→ Stated goal
Return, unchanged, every line from the line with "Game engine object recognition — detect man in white" to the line with "59, 16, 236, 115", with both of those lines included.
-------------------------
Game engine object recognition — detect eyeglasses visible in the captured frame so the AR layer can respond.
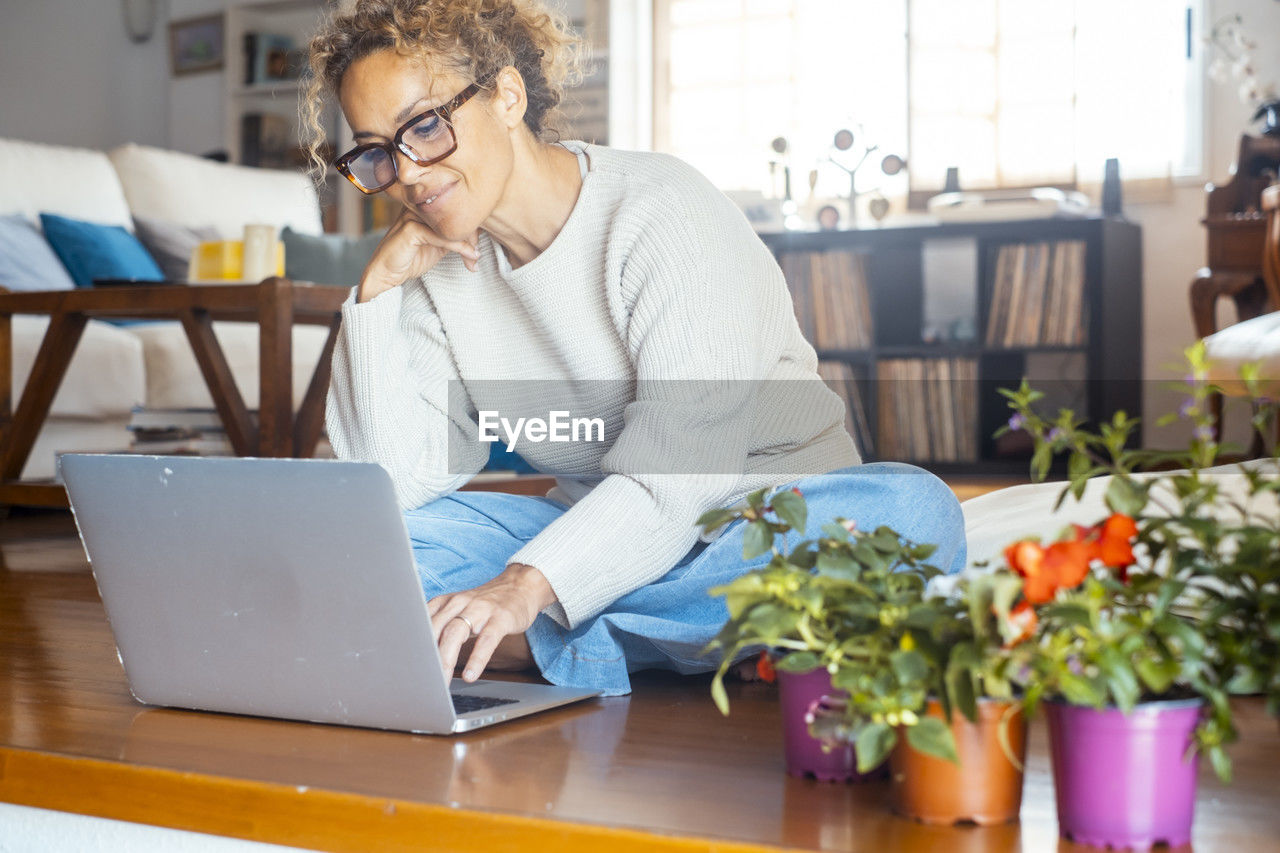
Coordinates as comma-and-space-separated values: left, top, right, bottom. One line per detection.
333, 83, 480, 193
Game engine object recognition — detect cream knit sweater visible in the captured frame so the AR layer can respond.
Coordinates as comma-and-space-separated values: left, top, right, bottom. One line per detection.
326, 142, 859, 628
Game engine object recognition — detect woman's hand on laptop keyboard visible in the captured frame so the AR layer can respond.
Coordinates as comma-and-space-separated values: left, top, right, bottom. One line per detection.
428, 564, 556, 681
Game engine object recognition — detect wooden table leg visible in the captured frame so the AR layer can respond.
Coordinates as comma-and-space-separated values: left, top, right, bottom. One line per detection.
293, 314, 342, 457
257, 277, 294, 456
0, 311, 88, 480
179, 303, 257, 456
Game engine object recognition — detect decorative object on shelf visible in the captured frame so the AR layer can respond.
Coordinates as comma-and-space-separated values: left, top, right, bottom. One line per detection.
925, 187, 1089, 222
169, 14, 225, 77
1102, 158, 1124, 216
812, 126, 906, 225
818, 205, 840, 231
243, 32, 306, 86
989, 342, 1280, 848
867, 190, 888, 222
120, 0, 159, 45
769, 136, 804, 231
1204, 14, 1280, 136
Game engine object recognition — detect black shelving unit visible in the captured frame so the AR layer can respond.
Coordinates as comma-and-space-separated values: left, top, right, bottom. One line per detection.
762, 216, 1143, 474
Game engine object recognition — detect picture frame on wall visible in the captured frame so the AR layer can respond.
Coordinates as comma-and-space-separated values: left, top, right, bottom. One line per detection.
169, 14, 227, 77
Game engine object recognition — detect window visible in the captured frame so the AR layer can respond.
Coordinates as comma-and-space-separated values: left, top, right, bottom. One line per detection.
654, 0, 1202, 197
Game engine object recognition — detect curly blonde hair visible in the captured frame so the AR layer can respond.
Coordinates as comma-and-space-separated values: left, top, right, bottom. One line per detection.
301, 0, 586, 181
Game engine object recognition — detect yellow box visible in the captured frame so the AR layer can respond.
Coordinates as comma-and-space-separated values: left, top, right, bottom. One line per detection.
187, 240, 284, 284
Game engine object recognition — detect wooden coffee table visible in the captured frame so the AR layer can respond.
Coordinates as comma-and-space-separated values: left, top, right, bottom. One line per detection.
0, 278, 351, 507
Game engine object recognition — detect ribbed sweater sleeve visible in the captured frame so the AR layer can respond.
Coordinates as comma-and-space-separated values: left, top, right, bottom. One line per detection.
325, 280, 488, 510
509, 180, 778, 628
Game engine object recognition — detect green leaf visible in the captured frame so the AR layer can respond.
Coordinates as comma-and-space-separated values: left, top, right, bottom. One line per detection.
1059, 672, 1106, 708
854, 722, 897, 774
1106, 476, 1147, 516
773, 652, 822, 672
814, 551, 860, 580
946, 646, 978, 722
890, 649, 929, 686
1133, 656, 1178, 695
773, 489, 809, 535
698, 510, 737, 533
742, 521, 773, 560
822, 519, 849, 542
906, 717, 960, 765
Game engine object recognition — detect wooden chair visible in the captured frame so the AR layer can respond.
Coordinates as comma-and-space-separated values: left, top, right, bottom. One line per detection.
1190, 134, 1280, 440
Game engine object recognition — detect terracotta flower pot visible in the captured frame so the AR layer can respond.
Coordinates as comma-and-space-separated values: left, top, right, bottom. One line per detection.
1044, 699, 1203, 849
778, 669, 883, 781
888, 699, 1027, 826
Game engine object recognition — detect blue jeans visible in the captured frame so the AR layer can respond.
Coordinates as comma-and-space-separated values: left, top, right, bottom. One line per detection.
404, 462, 965, 695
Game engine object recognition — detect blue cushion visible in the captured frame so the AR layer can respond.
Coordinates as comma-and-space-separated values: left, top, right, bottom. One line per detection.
0, 214, 76, 291
40, 214, 164, 287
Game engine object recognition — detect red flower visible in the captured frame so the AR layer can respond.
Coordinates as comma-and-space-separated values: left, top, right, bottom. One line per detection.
1005, 601, 1038, 648
755, 652, 778, 683
1005, 540, 1057, 605
1044, 539, 1093, 597
1094, 512, 1138, 578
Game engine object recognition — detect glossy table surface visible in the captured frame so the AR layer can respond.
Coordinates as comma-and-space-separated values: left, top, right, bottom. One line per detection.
0, 512, 1280, 853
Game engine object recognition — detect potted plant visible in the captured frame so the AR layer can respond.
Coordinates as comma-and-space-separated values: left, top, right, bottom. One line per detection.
996, 345, 1280, 848
701, 492, 1025, 824
698, 481, 945, 780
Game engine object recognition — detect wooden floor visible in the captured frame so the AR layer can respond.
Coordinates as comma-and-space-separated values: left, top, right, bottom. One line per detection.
0, 511, 1280, 853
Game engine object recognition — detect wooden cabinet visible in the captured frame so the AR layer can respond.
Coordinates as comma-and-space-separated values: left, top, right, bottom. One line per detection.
223, 0, 361, 233
762, 216, 1143, 473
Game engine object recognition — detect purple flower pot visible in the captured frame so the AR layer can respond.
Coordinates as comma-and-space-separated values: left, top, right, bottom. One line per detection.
1044, 699, 1203, 849
778, 669, 883, 781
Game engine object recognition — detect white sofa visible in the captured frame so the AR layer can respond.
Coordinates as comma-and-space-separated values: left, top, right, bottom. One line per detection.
0, 138, 340, 478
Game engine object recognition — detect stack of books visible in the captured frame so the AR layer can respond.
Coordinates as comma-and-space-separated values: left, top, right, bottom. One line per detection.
128, 406, 236, 456
876, 359, 978, 462
780, 251, 873, 350
986, 240, 1085, 347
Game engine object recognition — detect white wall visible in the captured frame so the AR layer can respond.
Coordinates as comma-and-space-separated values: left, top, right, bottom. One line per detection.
0, 0, 168, 147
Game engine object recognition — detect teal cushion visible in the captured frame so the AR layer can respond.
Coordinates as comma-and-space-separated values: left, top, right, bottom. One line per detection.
280, 225, 387, 287
40, 214, 164, 287
0, 214, 76, 291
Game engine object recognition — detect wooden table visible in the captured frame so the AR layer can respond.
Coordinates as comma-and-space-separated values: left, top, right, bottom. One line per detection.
0, 278, 351, 506
0, 512, 1280, 853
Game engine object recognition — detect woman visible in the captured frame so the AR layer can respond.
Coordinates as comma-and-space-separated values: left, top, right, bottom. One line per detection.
308, 0, 964, 694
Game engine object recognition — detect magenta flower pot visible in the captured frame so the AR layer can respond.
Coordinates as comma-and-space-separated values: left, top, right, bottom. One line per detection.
778, 669, 883, 781
1044, 699, 1203, 850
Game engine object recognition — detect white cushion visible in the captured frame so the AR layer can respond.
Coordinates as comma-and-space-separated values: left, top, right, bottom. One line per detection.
960, 459, 1280, 566
1204, 311, 1280, 396
0, 138, 133, 232
20, 416, 131, 479
108, 142, 323, 240
12, 314, 146, 417
132, 321, 329, 409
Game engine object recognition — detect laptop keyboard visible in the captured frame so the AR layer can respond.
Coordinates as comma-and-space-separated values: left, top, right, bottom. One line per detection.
449, 693, 516, 713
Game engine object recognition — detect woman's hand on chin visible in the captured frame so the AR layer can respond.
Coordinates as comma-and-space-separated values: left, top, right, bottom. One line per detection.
356, 207, 480, 302
426, 562, 556, 681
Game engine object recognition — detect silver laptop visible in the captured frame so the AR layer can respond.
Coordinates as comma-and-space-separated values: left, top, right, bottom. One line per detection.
60, 453, 596, 734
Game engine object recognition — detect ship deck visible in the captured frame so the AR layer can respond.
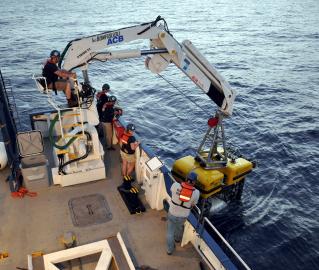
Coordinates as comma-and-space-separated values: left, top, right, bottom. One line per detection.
0, 142, 204, 270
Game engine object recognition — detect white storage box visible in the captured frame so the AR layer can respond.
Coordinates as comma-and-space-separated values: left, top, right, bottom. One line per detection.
17, 131, 49, 191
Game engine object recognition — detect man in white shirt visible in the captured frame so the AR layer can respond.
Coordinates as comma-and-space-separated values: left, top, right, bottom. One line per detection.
166, 172, 200, 255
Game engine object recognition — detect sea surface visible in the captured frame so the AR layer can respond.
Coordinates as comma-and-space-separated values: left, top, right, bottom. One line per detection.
0, 0, 319, 270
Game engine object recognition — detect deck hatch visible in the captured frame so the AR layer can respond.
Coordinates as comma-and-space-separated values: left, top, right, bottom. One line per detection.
69, 194, 113, 227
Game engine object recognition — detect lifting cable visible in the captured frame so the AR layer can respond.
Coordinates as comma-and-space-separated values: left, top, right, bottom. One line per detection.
157, 74, 209, 114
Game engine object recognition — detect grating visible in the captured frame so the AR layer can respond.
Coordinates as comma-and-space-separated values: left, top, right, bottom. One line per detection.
69, 194, 113, 227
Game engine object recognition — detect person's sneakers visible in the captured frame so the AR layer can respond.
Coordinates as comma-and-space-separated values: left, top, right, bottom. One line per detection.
67, 99, 79, 108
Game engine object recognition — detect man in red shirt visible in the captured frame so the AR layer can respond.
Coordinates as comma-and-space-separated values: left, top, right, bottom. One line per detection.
42, 50, 77, 107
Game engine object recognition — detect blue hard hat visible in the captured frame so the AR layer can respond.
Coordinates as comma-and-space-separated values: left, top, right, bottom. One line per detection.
187, 172, 197, 183
126, 124, 135, 131
109, 96, 117, 102
102, 83, 110, 90
50, 50, 60, 57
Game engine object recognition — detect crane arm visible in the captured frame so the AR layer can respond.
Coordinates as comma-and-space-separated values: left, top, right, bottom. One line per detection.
59, 16, 236, 115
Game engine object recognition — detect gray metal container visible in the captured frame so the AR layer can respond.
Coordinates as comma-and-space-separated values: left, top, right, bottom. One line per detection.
17, 130, 49, 191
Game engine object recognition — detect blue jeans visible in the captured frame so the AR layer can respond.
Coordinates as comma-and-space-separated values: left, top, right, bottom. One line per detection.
166, 212, 187, 253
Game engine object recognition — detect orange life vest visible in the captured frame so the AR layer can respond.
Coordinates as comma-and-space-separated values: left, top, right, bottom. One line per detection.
179, 182, 195, 202
120, 131, 132, 144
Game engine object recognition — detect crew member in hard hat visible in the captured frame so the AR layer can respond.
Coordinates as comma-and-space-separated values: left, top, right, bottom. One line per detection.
96, 83, 110, 137
42, 50, 77, 107
96, 83, 110, 101
100, 96, 117, 150
166, 172, 200, 255
120, 124, 140, 187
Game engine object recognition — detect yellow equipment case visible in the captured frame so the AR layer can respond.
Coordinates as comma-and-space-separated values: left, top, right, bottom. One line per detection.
172, 156, 253, 198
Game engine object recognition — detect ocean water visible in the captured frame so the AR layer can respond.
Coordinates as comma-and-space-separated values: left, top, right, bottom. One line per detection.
0, 0, 319, 269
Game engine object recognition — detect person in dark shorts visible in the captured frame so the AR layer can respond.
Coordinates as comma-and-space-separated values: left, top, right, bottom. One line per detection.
100, 96, 117, 150
42, 50, 77, 107
120, 124, 140, 182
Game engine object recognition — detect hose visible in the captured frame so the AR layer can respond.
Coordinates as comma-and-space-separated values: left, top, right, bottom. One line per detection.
49, 112, 77, 150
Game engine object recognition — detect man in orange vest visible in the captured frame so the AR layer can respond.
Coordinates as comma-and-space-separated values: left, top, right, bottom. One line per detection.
120, 124, 140, 183
166, 172, 200, 255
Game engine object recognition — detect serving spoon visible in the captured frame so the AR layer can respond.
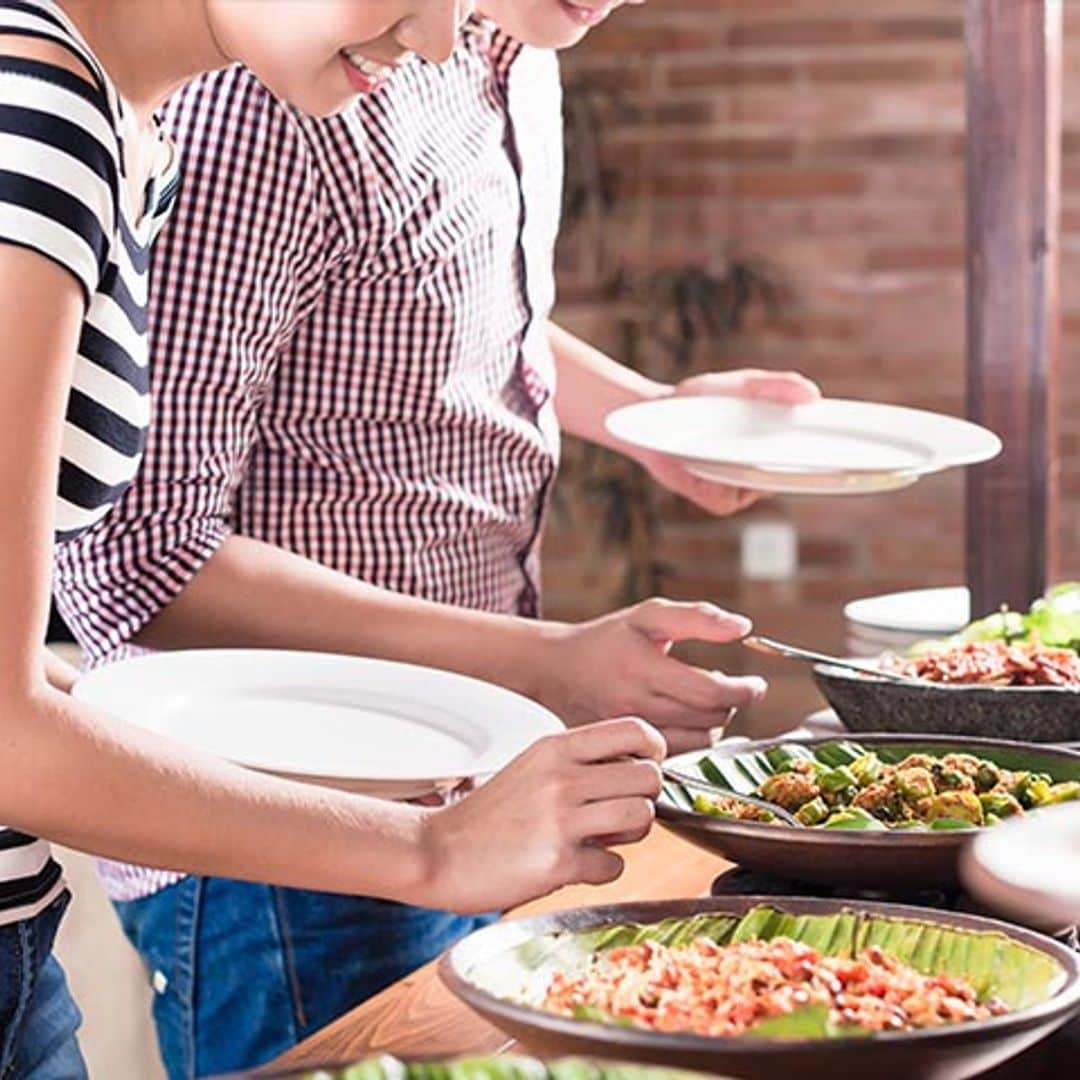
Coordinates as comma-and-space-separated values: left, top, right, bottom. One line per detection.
661, 766, 808, 828
742, 634, 924, 684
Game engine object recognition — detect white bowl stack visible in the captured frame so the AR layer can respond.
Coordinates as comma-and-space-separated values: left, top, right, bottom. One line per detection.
843, 585, 971, 657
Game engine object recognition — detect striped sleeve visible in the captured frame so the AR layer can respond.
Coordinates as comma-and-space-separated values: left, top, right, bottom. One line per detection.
0, 56, 120, 306
54, 67, 324, 663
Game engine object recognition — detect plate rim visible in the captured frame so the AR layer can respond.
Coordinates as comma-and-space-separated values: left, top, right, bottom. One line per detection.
438, 894, 1080, 1056
843, 585, 971, 637
604, 394, 1003, 477
71, 648, 566, 787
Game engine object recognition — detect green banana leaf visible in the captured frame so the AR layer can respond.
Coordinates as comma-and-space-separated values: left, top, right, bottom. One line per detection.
296, 1054, 700, 1080
469, 905, 1066, 1038
663, 739, 1080, 827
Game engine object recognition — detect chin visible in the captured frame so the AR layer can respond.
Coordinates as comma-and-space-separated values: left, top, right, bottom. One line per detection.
522, 19, 589, 49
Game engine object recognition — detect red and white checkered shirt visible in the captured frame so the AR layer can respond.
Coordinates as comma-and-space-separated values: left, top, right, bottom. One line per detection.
54, 24, 563, 899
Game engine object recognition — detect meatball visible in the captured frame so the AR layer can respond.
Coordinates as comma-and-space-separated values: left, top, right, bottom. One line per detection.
893, 766, 936, 800
757, 772, 821, 812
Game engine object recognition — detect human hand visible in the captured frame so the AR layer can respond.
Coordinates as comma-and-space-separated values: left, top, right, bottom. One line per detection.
634, 367, 821, 517
423, 719, 665, 913
532, 599, 767, 754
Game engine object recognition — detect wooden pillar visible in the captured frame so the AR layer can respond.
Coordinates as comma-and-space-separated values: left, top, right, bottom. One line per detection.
967, 0, 1062, 616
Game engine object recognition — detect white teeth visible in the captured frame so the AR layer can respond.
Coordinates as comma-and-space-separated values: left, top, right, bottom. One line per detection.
345, 49, 394, 79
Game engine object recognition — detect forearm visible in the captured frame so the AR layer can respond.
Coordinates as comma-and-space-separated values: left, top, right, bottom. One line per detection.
6, 688, 430, 902
549, 323, 671, 450
138, 536, 558, 698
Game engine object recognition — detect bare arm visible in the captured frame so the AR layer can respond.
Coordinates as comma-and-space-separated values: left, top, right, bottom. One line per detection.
137, 535, 548, 697
0, 245, 663, 910
44, 649, 79, 693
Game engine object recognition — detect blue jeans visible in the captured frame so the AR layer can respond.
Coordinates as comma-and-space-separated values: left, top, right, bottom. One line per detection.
0, 893, 86, 1080
116, 877, 494, 1080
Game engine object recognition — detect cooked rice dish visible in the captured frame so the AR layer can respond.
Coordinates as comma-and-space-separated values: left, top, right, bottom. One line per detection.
543, 937, 1009, 1036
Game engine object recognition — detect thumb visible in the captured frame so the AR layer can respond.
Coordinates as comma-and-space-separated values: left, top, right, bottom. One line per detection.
630, 598, 753, 642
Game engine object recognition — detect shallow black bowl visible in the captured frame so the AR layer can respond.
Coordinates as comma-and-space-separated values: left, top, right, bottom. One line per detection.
813, 664, 1080, 743
440, 896, 1080, 1080
657, 734, 1080, 891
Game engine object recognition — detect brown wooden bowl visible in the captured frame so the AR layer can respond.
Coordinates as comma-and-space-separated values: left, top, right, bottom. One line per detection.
657, 734, 1080, 893
440, 896, 1080, 1080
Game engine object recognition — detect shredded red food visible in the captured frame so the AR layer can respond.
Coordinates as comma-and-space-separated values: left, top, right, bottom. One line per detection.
544, 937, 1009, 1036
892, 642, 1080, 686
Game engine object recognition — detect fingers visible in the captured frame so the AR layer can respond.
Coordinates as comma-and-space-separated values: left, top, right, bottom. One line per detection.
573, 756, 671, 802
555, 718, 667, 765
570, 798, 656, 845
573, 848, 624, 885
741, 370, 821, 405
675, 367, 821, 405
664, 724, 724, 757
630, 597, 753, 642
649, 656, 769, 716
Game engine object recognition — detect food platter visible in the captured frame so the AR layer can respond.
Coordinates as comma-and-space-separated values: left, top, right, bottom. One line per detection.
-------------------------
→ Reply to the task
Game engine object recognition — detect man in white shirt visible in the captured frame so the AR layer can respond.
Coordinates as comma-and-space-separated values: left, top, right, bottom. One line per detection.
166, 172, 200, 255
Game engine object recognition — detect sea surface visible in the captured frame so the AR layer can respond.
Coordinates as comma-and-space-separated values: left, top, right, bottom. One line per detection.
0, 0, 319, 270
Game engine object recognition — detect deck hatch visible in the captured frame so the AR layer can respond.
Coordinates as comma-and-space-separated values: left, top, right, bottom. One line per detection.
69, 194, 113, 227
Game engine object recognition — detect lifting cable visible in the captured frame so the AR layer can respond.
Coordinates as comma-and-space-separated values: left, top, right, bottom. One line per detection.
157, 74, 209, 114
Game engine object recognition — detect grating visible in the captured frame so the AR layer can respond.
Coordinates as comma-and-space-separated values: left, top, right, bottom. One line per detection.
69, 194, 113, 227
Game engine object recognition — detect person's sneakers visible in the captured frame so the AR layer can respond.
Coordinates as comma-and-space-separated values: left, top, right, bottom. One line per detection.
67, 99, 79, 108
Game engine object recognition — detect man in red shirt visible in the captured frame so the AR layer can respond.
Coordinates as comma-and-space-separated values: left, top, right, bottom. One line per detection.
42, 50, 77, 107
Game engine object recognition — detect blue hard hat visible in the captured frame so the AR layer can respond.
Coordinates as comma-and-space-separated values: left, top, right, bottom. One line per detection.
187, 172, 197, 183
126, 124, 135, 131
109, 96, 117, 102
102, 83, 110, 90
50, 50, 60, 57
Game engine object recognition — detect crane arm visible in the captured frame so the AR layer can respond.
Coordinates as comma-and-space-separated values: left, top, right, bottom. One line per detection.
59, 16, 236, 115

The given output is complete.